• [CHALLENGES]
1: Translate this sentence from the per diem tax opinion into Spanish: "Most of the facts were stipulated and are found accordingly."
2: Pick up the per diem tax opinion after its final sentence and carry it forward.

• [EXTRACT TO READ]
::::::

Memorandum Findings of Fact and Opinion
SCOTT, Judge: Respondent determined deficiencies in petitioners' income taxes for the calendar years 1960 and 1961 in the amounts of $435.71 and $601.02, respectively.
The issue for decision is whether petitioner John H. Painter is entitled to deduct all or any portion of amounts received by him from his employer, McDonnell Aircraft Corporation, as per diem living allowances while he was working at Eglin Air Force Base.
Findings of Fact
Most of the facts were stipulated and are found accordingly.
Petitioners, husband and wife, filed their joint Federal income tax returns for the calendar years 1960 and 1961 with the district director of internal revenue at St. Louis, Missouri. On the return for the calendar year 1960 in the space provided for home address, petitioners gave the address of 732 No. Kingshighway, St. Charles, Missouri and above the space so provided wrote, "temporary address - 128 Judith Dr., Valparaiso, Florida." On their return for the calendar year 1961 petitioners, in the space provided for home address, gave an address of 262 Magnolia Avenue, Valparaiso, Florida.
John H. Painter (hereinafter referred to as petitioner) was employed in May of 1957 as an assistant field service representative by McDonnell Aircraft Corporation (hereinafter referred to as McDonnell). Petitioner has remained an employee of McDonnell from the date of his first employment until the present time. During the years 1960 and 1961, petitioner was an assistant field service representative with McDonnell stationed at Eglin Air Force Base (hereinafter referred to as Eglin), Florida.
McDonnell is engaged primarily in the research, development, and production of airplanes, missiles, and space craft. Over 99 percent of McDonnell's business is derived from Government contracts. McDonnell's operations are conducted through divisions including Engineering, Production, Purchasing and Procurement, Fiscal, and Personnel. The Engineering Division designs, tests, and develops airborne weapons; the Production Division produces the weapons ordered; the Purchasing and Procurement Division acquires materials required by the Production Division; the Fiscal and Personnel Divisions are engaged in record keeping and employment activities.
The Production Division carries on its manufacturing operations in St. Louis, Missouri. The Engineering Division conducts its research and designs and produces prototype of craft and missiles in St. Louis, Missouri. In the performance of Government contracts McDonnell has personnel stationed away from St. Louis in other cities, in foreign countries, at subcontractors' plants, and at Government installations for a variety of purposes such as material procurement, quality control, testing and instruction. During the years here involved McDonnell engaged in testing and servicing (rendering technical assistance and advice) activities at locations such as Eglin Air Force Base, Florida; Holloman Air Force Base, New Mexico; Edwards Air Force Base, California; Patuxent River Naval Base, Maryland; Cape Kennedy, Florida; and approximately 30 other operational locations throughout the United States and foreign countries.
McDonnell has entered into several contracts with the United States Air Force to conduct research and development projects on a missile known as the GAM-72. The performance of these contracts required certain experimental testing and servicing of the GAM-72 at facilities furnished by the United States Air Force. McDonnell has conducted such programs at some 17 United States Air Force bases including Holloman Air Force Base, New Mexico; Edwards Air Force Base, California; and Eglin.

::::::

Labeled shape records

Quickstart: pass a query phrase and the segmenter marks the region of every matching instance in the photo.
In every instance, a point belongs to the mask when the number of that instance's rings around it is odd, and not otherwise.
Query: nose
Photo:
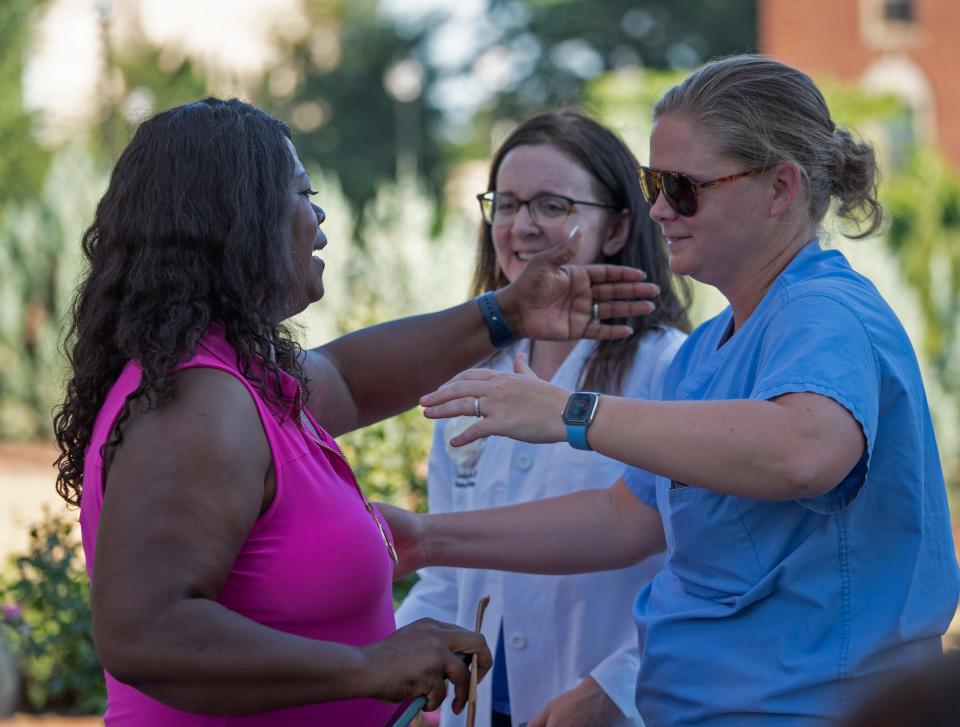
[[[518,209],[517,213],[513,216],[513,222],[510,228],[517,235],[530,235],[540,232],[540,226],[537,224],[537,221],[533,219],[533,214],[530,212],[529,203],[520,205],[520,209]]]
[[[675,220],[678,217],[676,210],[667,204],[663,192],[657,194],[657,199],[650,205],[650,219],[654,222],[663,222],[664,220]]]

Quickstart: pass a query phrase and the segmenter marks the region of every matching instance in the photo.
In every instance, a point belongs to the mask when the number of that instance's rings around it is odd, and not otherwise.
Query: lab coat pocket
[[[763,568],[740,515],[740,498],[683,486],[671,488],[667,502],[666,567],[687,593],[729,601],[757,584]]]

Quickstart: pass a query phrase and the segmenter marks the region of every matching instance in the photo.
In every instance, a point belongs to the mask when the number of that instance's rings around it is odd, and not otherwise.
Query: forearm
[[[833,430],[820,424],[775,401],[604,396],[588,439],[609,457],[683,484],[788,500],[825,492],[852,467],[838,462]]]
[[[316,349],[336,368],[355,407],[353,420],[333,433],[409,409],[494,350],[473,301],[364,328]]]
[[[659,516],[622,484],[423,517],[427,565],[583,573],[622,568],[663,548]]]
[[[270,629],[207,599],[182,600],[97,646],[116,678],[190,712],[249,714],[374,688],[362,650]]]

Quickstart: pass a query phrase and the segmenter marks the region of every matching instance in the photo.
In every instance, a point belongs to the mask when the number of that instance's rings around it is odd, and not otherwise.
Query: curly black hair
[[[143,378],[105,447],[121,441],[133,402],[172,399],[172,368],[211,323],[265,398],[283,400],[281,370],[303,383],[301,350],[282,325],[293,277],[289,138],[250,104],[207,98],[144,122],[120,155],[83,234],[88,272],[64,339],[71,374],[54,429],[67,503],[80,504],[94,421],[128,361]]]

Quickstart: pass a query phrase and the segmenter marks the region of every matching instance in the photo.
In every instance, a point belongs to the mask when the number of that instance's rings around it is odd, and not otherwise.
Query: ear
[[[607,232],[607,239],[604,241],[600,250],[607,257],[616,255],[627,244],[627,237],[630,234],[630,210],[620,210],[616,219],[610,224],[610,230]]]
[[[803,174],[796,162],[780,162],[770,170],[773,174],[773,198],[770,216],[786,214],[803,187]]]

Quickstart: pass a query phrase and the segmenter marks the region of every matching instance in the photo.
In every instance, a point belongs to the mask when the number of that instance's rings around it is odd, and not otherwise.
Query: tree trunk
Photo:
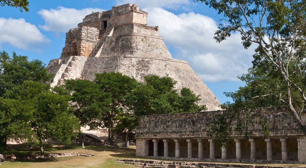
[[[297,122],[297,124],[300,126],[300,129],[302,131],[304,134],[306,136],[306,127],[305,127],[305,125],[303,124],[302,121],[301,120],[301,119],[300,118],[299,115],[298,115],[295,109],[294,109],[293,105],[292,105],[291,98],[291,91],[290,90],[290,88],[289,87],[287,89],[287,93],[288,94],[287,100],[288,108],[291,112],[293,115],[293,117]]]
[[[40,158],[45,158],[45,151],[43,150],[43,144],[40,145]]]
[[[0,137],[0,149],[6,148],[6,141],[7,141],[7,139],[6,138],[6,136],[5,135]]]
[[[110,144],[110,128],[108,127],[108,143]]]
[[[112,121],[110,123],[110,144],[113,145],[113,141],[114,139],[114,123]]]
[[[126,131],[126,134],[125,135],[125,138],[124,140],[125,142],[126,142],[126,141],[128,140],[128,138],[129,137],[129,133],[130,132],[130,130],[131,129],[131,125],[132,124],[130,125],[130,126],[129,127],[128,130]]]

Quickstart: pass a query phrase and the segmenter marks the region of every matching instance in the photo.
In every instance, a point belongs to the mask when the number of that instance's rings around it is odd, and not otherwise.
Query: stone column
[[[202,159],[203,158],[203,140],[198,139],[197,140],[199,144],[198,146],[198,157]]]
[[[236,159],[241,159],[241,141],[238,139],[234,141],[236,142]]]
[[[300,138],[297,138],[297,160],[299,162],[301,162],[300,160],[300,152],[301,152],[300,151]]]
[[[251,159],[256,159],[256,141],[255,139],[249,139],[251,142]]]
[[[192,139],[187,139],[186,141],[188,143],[188,151],[187,152],[188,157],[191,158],[192,157]]]
[[[287,161],[288,160],[288,139],[281,138],[279,140],[282,142],[282,160]]]
[[[209,142],[209,158],[215,159],[215,140],[208,140]]]
[[[149,140],[144,140],[144,156],[149,156]]]
[[[158,156],[158,142],[159,140],[158,139],[154,139],[152,141],[154,142],[153,156],[155,157],[157,157]]]
[[[170,140],[164,139],[162,141],[164,142],[164,157],[168,157],[169,155],[169,142]]]
[[[222,147],[221,149],[222,152],[222,159],[226,159],[226,148]]]
[[[175,157],[180,157],[180,140],[178,139],[174,140],[174,141],[175,142]]]
[[[267,142],[267,160],[272,160],[272,140],[265,139],[265,141]]]

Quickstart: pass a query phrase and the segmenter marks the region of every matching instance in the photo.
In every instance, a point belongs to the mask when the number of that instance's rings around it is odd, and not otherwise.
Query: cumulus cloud
[[[0,18],[0,45],[8,43],[18,48],[39,52],[49,41],[35,25],[23,18]]]
[[[116,0],[117,4],[121,5],[128,3],[136,3],[140,8],[160,7],[168,9],[176,9],[181,5],[190,3],[189,0]]]
[[[92,12],[103,11],[99,8],[91,8],[77,9],[59,6],[56,9],[43,9],[38,14],[45,21],[45,25],[39,25],[39,28],[46,31],[54,32],[66,32],[77,27],[82,22],[85,16]]]
[[[173,57],[186,60],[204,81],[237,81],[251,66],[254,46],[246,50],[239,34],[219,44],[213,39],[218,27],[213,19],[192,12],[176,15],[160,8],[145,9],[148,24],[159,26],[159,35]]]

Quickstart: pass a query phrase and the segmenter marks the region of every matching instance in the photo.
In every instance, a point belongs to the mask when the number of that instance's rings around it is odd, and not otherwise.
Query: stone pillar
[[[200,159],[203,158],[203,140],[198,139],[197,141],[198,142],[199,147],[198,148],[198,157]]]
[[[154,142],[153,156],[155,157],[157,157],[158,156],[158,142],[159,140],[158,139],[154,139],[152,141]]]
[[[169,155],[169,142],[170,140],[164,139],[162,141],[164,142],[164,157],[168,157]]]
[[[282,142],[282,160],[287,161],[288,160],[288,139],[281,138],[279,140]]]
[[[188,151],[187,152],[188,157],[191,158],[192,157],[192,139],[187,139],[186,141],[188,143]]]
[[[297,138],[297,160],[299,162],[301,162],[301,160],[300,160],[300,138]]]
[[[144,140],[144,156],[149,156],[149,140]]]
[[[267,160],[272,160],[272,140],[265,139],[265,141],[267,142]]]
[[[209,142],[209,158],[215,159],[215,140],[208,140]]]
[[[178,139],[174,140],[174,141],[175,142],[175,157],[180,157],[180,140]]]
[[[226,159],[226,147],[222,147],[221,150],[222,155],[221,158],[223,159]]]
[[[251,142],[251,160],[256,159],[256,141],[255,139],[249,139],[249,141]]]
[[[235,139],[236,142],[236,159],[241,159],[241,141],[240,140]]]

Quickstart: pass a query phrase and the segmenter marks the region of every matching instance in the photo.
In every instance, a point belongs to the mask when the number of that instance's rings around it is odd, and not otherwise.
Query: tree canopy
[[[0,52],[0,148],[9,138],[27,140],[40,147],[43,157],[49,138],[69,144],[76,137],[80,126],[71,97],[51,90],[53,76],[40,61]]]
[[[285,105],[306,135],[305,123],[300,118],[306,101],[306,1],[195,1],[218,12],[220,19],[214,37],[217,42],[238,32],[245,48],[257,46],[253,67],[240,77],[247,85],[226,93],[234,103],[226,107],[237,110],[250,105]]]
[[[139,124],[141,115],[197,112],[206,109],[196,103],[200,100],[190,89],[180,93],[176,82],[168,76],[144,77],[141,83],[119,72],[96,74],[91,82],[65,81],[64,87],[71,93],[74,113],[82,125],[91,129],[105,127],[111,144],[115,134],[129,135]],[[70,94],[70,93],[69,93]]]
[[[23,9],[26,12],[29,11],[29,2],[27,0],[0,0],[1,6],[7,5],[9,6],[19,8],[20,12],[22,12]]]

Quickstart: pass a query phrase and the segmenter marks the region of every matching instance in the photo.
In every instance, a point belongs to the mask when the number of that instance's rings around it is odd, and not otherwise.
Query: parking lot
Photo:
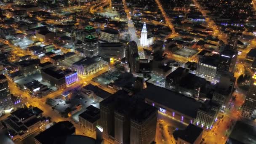
[[[24,84],[34,80],[38,80],[42,84],[47,85],[53,91],[56,91],[57,90],[57,88],[51,85],[50,83],[47,82],[43,81],[41,74],[39,72],[36,72],[31,75],[28,75],[24,77],[18,79],[17,80],[14,81],[14,82],[22,88]]]
[[[117,77],[121,73],[121,72],[119,70],[110,71],[94,78],[93,80],[102,85],[106,86],[109,83],[113,83],[117,80]]]
[[[86,108],[91,105],[99,108],[99,103],[95,101],[93,99],[88,98],[84,95],[80,94],[80,90],[70,91],[72,93],[68,98],[65,98],[62,95],[59,95],[54,99],[49,99],[46,101],[46,104],[54,107],[55,111],[59,113],[65,112],[68,107],[72,108],[80,104],[82,108],[80,110],[75,112],[71,115],[71,119],[75,122],[78,122],[78,115],[84,112]]]
[[[165,87],[165,79],[164,77],[159,76],[155,75],[151,75],[151,78],[147,81],[148,82],[153,85]]]

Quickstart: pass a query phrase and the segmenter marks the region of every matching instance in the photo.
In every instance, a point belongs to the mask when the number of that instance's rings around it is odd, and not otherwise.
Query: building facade
[[[79,75],[85,76],[96,72],[103,67],[102,58],[99,56],[83,58],[72,64],[72,67]]]
[[[211,129],[217,120],[219,109],[219,104],[212,101],[205,101],[198,109],[194,123],[205,130]]]
[[[3,75],[0,75],[0,104],[2,104],[11,99],[8,81]]]
[[[246,118],[252,118],[256,107],[256,74],[252,76],[249,91],[242,106],[242,116]]]
[[[99,53],[98,39],[92,35],[85,37],[83,43],[84,56],[90,58],[98,56]]]

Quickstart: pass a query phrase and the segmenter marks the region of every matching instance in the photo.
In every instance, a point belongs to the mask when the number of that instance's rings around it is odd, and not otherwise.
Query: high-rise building
[[[85,37],[83,43],[84,55],[90,58],[98,56],[99,53],[98,39],[92,35]]]
[[[229,43],[229,46],[231,49],[236,51],[237,49],[237,41],[238,39],[237,35],[232,35],[230,37]]]
[[[141,46],[146,47],[147,45],[147,27],[146,27],[146,23],[144,22],[143,24],[142,30],[141,30]]]
[[[84,40],[86,37],[89,35],[92,35],[93,37],[96,37],[97,34],[96,34],[96,29],[93,27],[88,26],[85,27],[83,29],[82,33],[82,39]]]
[[[199,59],[197,68],[197,75],[211,81],[216,77],[219,55],[204,56]]]
[[[251,80],[250,88],[244,103],[242,106],[242,116],[251,119],[256,107],[256,74]]]
[[[150,144],[155,140],[157,109],[124,91],[100,103],[103,138],[110,144]]]
[[[213,101],[206,100],[197,111],[195,123],[206,130],[211,129],[219,109],[219,104]]]
[[[236,78],[232,74],[226,73],[221,75],[213,95],[212,99],[219,103],[223,109],[227,105],[234,91]]]
[[[6,77],[0,75],[0,104],[6,102],[11,99],[10,90]]]
[[[228,48],[221,51],[217,68],[217,77],[219,79],[221,76],[228,72],[234,72],[237,56],[236,51]]]
[[[132,72],[138,72],[139,69],[139,56],[137,43],[134,41],[128,43],[125,53],[125,61],[130,65]]]

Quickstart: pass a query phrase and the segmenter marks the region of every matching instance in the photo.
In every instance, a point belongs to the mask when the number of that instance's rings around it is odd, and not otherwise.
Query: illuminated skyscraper
[[[0,105],[6,102],[11,99],[10,90],[6,77],[3,75],[0,75]]]
[[[147,31],[146,27],[146,23],[144,22],[143,24],[143,28],[141,31],[141,46],[146,47],[147,46]]]
[[[84,56],[90,58],[98,56],[99,53],[98,39],[92,35],[87,36],[83,43]]]
[[[256,106],[256,74],[253,76],[251,80],[249,91],[245,103],[243,105],[242,116],[251,119]]]

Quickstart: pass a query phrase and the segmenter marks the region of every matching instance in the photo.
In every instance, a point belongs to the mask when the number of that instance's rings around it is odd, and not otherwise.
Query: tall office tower
[[[229,45],[231,49],[236,50],[237,49],[237,35],[232,35],[229,43]]]
[[[147,46],[147,31],[146,27],[146,23],[144,22],[143,27],[141,31],[141,46],[146,47]]]
[[[98,55],[99,42],[96,37],[92,35],[87,36],[84,40],[83,45],[85,56],[92,58]]]
[[[208,81],[214,80],[216,77],[219,55],[204,56],[199,59],[197,68],[197,75],[205,78]]]
[[[109,144],[150,144],[155,140],[157,109],[119,91],[100,103],[103,138]]]
[[[227,72],[234,72],[237,57],[236,51],[231,50],[228,47],[224,48],[219,54],[216,73],[218,79]]]
[[[0,104],[11,99],[10,96],[10,90],[6,77],[3,75],[0,75]]]
[[[130,65],[132,72],[138,72],[139,69],[139,56],[137,43],[134,41],[128,43],[125,61]]]
[[[253,76],[248,93],[242,106],[242,116],[248,119],[252,118],[256,107],[256,73]]]
[[[211,100],[205,101],[197,111],[195,123],[206,130],[211,129],[219,109],[220,105],[218,103]]]

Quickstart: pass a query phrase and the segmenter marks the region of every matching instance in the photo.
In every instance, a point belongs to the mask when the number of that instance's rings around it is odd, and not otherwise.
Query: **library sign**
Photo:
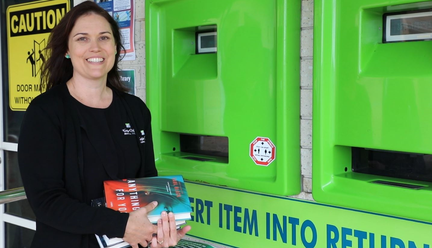
[[[230,247],[432,248],[432,223],[187,181],[195,238]]]
[[[9,105],[25,111],[38,95],[44,48],[49,32],[69,10],[69,0],[11,5],[6,11],[9,71]]]

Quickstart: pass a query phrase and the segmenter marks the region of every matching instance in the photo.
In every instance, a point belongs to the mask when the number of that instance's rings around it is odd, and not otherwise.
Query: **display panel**
[[[383,15],[383,42],[400,42],[432,39],[430,9],[387,13]]]
[[[216,32],[197,32],[196,35],[197,54],[216,53],[217,51]]]

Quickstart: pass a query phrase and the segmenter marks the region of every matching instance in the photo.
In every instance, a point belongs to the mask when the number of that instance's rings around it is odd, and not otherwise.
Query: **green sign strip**
[[[432,223],[193,182],[191,236],[232,247],[430,248]]]

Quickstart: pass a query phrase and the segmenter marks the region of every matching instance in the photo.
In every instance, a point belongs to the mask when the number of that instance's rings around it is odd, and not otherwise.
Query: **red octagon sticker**
[[[251,143],[249,153],[255,164],[267,166],[276,157],[276,147],[268,138],[257,137]]]

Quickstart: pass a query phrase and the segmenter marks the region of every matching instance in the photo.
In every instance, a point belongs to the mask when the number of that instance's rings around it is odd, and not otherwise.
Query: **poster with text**
[[[123,70],[118,71],[120,81],[129,89],[128,93],[135,95],[135,70]]]
[[[38,1],[11,5],[6,11],[9,106],[27,109],[40,93],[44,50],[51,30],[69,10],[68,0]]]
[[[134,12],[133,0],[94,0],[95,2],[107,11],[118,23],[124,47],[123,61],[135,59],[133,45]],[[121,55],[123,56],[123,55]]]

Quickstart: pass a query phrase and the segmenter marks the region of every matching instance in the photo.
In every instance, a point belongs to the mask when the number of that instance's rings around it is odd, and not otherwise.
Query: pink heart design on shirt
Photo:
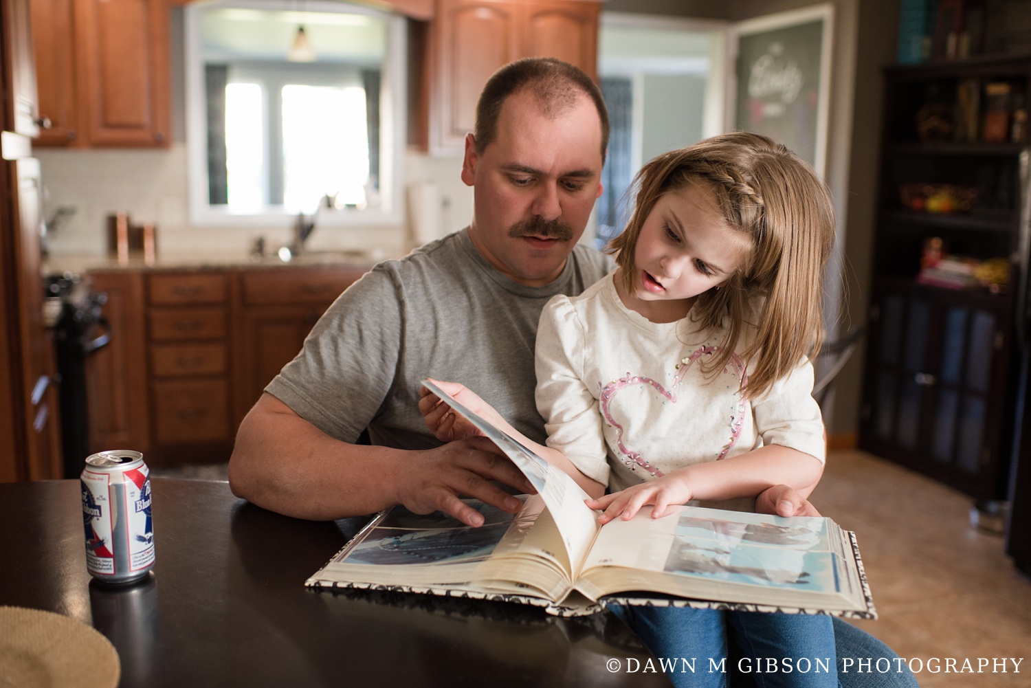
[[[660,470],[657,466],[652,465],[638,452],[633,451],[632,449],[628,448],[626,445],[623,444],[623,434],[624,434],[623,426],[616,421],[609,408],[612,400],[616,398],[616,395],[619,394],[621,390],[624,390],[627,387],[631,387],[634,385],[648,385],[655,388],[655,390],[659,392],[659,394],[668,399],[670,402],[676,403],[675,391],[676,388],[679,387],[680,381],[684,379],[684,375],[685,373],[687,373],[688,369],[694,364],[695,361],[697,361],[702,356],[711,356],[713,354],[721,352],[722,350],[723,350],[722,347],[712,347],[709,345],[703,345],[698,349],[696,349],[695,351],[693,351],[691,355],[685,358],[683,361],[680,361],[680,363],[677,363],[676,374],[673,376],[673,385],[672,385],[673,391],[667,391],[666,388],[664,388],[661,383],[652,380],[651,378],[644,378],[642,375],[631,375],[629,372],[626,374],[626,376],[621,378],[619,380],[613,380],[612,382],[601,388],[601,395],[600,395],[601,414],[602,416],[604,416],[605,420],[609,423],[609,425],[616,428],[617,431],[616,444],[620,448],[620,452],[626,457],[624,459],[624,463],[630,466],[631,470],[634,470],[636,469],[637,466],[640,466],[641,468],[647,470],[648,474],[654,476],[655,478],[661,478],[664,474],[662,470]],[[744,370],[744,362],[741,361],[740,357],[738,357],[737,354],[731,354],[730,360],[727,362],[727,367],[724,368],[724,371],[731,372],[730,368],[733,368],[733,372],[735,372],[738,379],[741,381],[741,386],[747,384],[749,378]],[[736,412],[737,413],[732,415],[730,418],[730,440],[723,446],[723,449],[720,452],[720,456],[717,457],[718,461],[727,456],[727,452],[729,452],[731,448],[735,444],[737,444],[737,438],[741,434],[741,427],[744,423],[744,412],[745,412],[745,405],[743,399],[738,401]]]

::::::

• [WRITTEN RESPONSES]
1: La mayoría de los hechos fueron estipulados y se declaran probados en consecuencia.

2:
All of the United States Air Force contracts contained standard provisions relative to reimbursement of allowable costs including costs for travel and per diem.
Since over 99 percent of McDonnell's business is derived from Government contracts, virtually all costs incurred by McDonnell are charged to Government contracts in one form or another. When a McDonnell employee is working directly on a particular contract, McDonnell accounts for such costs as a direct charge to the contract. When a McDonnell employee is working on various contracts or the costs incurred are not an allowable direct charge to the contract, then McDonnell records such costs on its books as overhead expense. These overhead accounts are allocated to all Government contracts.
McDonnell formulated and submitted Control Procedures on travel and relocation policy and on special field assignments to United States Air Force contracting officers for approval. In the event a contracting officer failed to approve a Control Procedure, McDonnell revised and corrected the objectionable matter.
McDonnell's Control Procedure 20.100 entitled, "Travel and Relocation - Policy" and Control Procedure 20.105 entitled, "Travel and Relocation - Field Service Representatives" were in force during the years here involved and were approved by the appropriate contracting officers. Minor revisions were made to these procedures subsequent to the original issuance on January 1, 1955. Control Procedure 20.105 applied specifically to those employees classified as field service representatives and this control procedure covered both domestic and foreign relocation. The minimum or maximum period of assignment was not stated in the control procedure but extensions of the original period could be made. For allowable contract costs under Control Procedure 20.105 McDonnell was reimbursed by the Government for employee domestic per diem living allowances at a rate of $8. McDonnell was also reimbursed for moving costs including transportation of the employee and his family and the cost of moving household goods and personal effects.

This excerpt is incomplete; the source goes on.